━━━━━ Input data ━━━━━

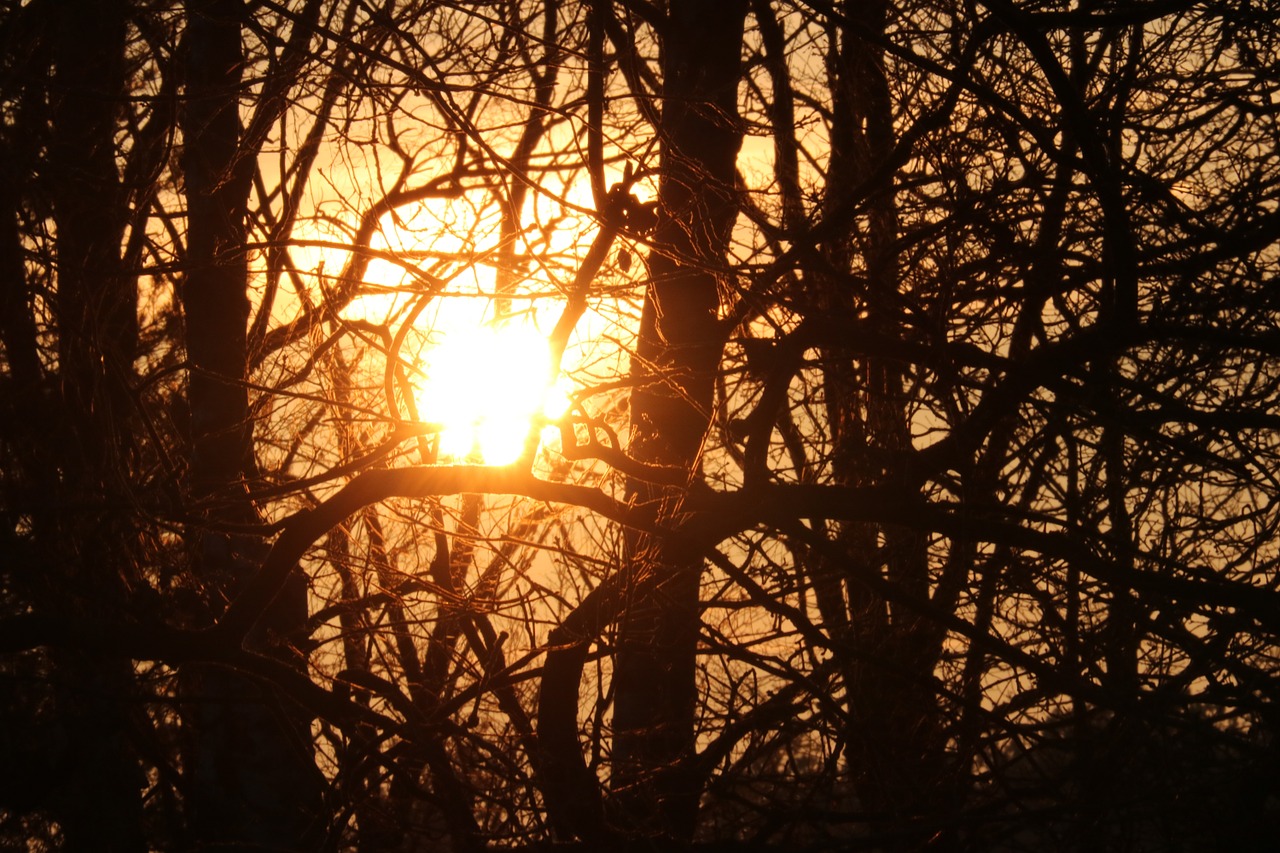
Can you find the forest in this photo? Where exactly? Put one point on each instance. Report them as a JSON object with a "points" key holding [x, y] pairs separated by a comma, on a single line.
{"points": [[639, 425]]}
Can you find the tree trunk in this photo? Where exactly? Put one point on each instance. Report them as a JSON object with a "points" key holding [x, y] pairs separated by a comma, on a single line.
{"points": [[252, 780], [894, 739], [673, 384], [100, 780]]}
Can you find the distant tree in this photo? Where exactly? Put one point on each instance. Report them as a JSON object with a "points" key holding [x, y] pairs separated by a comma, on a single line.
{"points": [[917, 483]]}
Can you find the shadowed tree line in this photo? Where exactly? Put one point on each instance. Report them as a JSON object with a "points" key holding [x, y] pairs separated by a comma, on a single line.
{"points": [[917, 487]]}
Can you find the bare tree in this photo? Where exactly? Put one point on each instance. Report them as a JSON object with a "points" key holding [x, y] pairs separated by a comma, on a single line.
{"points": [[915, 486]]}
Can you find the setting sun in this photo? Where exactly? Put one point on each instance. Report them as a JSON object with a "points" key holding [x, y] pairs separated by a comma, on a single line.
{"points": [[485, 386]]}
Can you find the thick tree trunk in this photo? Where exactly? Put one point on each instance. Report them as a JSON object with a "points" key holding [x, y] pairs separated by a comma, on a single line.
{"points": [[673, 372], [100, 780], [252, 781]]}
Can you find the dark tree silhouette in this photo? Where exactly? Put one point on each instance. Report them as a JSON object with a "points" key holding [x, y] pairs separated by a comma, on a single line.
{"points": [[917, 486]]}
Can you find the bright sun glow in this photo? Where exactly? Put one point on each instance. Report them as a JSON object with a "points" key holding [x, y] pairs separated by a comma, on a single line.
{"points": [[485, 387]]}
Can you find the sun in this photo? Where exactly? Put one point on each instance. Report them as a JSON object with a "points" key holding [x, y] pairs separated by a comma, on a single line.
{"points": [[487, 386]]}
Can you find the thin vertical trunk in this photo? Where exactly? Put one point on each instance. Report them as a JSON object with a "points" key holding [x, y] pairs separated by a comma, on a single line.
{"points": [[673, 372], [252, 779], [894, 738]]}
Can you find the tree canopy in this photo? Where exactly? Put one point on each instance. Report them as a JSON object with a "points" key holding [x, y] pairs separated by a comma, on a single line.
{"points": [[639, 424]]}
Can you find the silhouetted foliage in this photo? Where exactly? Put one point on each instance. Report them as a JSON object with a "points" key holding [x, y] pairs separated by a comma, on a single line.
{"points": [[917, 486]]}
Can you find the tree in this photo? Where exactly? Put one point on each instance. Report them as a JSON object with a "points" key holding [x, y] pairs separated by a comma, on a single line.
{"points": [[914, 486]]}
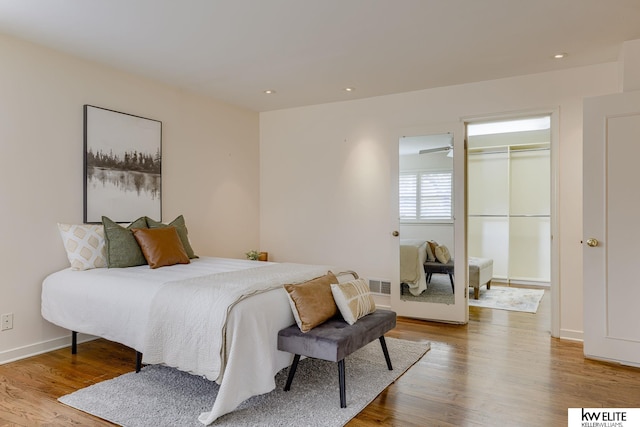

━━━━━

*Direction*
Please write out the stretch of the material from the line containing "Can you find the tree in" through the end, request included, shifting every coordinate in the answers up by 145. Leave the pictures out.

*Written response*
Can you find the tree in this photo? Where exactly? Put one point on each instance. Report them as a JSON object with a "points" key holding [x, y] pairs separated by a comma, on a single line.
{"points": [[1059, 631]]}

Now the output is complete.